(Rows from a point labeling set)

######

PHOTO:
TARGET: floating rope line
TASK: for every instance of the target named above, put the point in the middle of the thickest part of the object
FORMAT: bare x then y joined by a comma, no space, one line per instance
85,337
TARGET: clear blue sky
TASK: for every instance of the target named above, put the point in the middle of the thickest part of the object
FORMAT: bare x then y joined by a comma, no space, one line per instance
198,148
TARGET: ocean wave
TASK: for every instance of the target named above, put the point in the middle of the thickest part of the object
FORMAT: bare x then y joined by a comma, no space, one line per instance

######

Copy verbatim the part of the rows above that opens with the line containing "TARGET: ocean wave" and runs through the end of the rows, both ends included.

# [Task output]
TARGET: ocean wave
TASK: for every instance of the target named above, put the point in the middle of the thickest part of the object
FORMAT: bare x then y joined by a comma, no space, one line per instance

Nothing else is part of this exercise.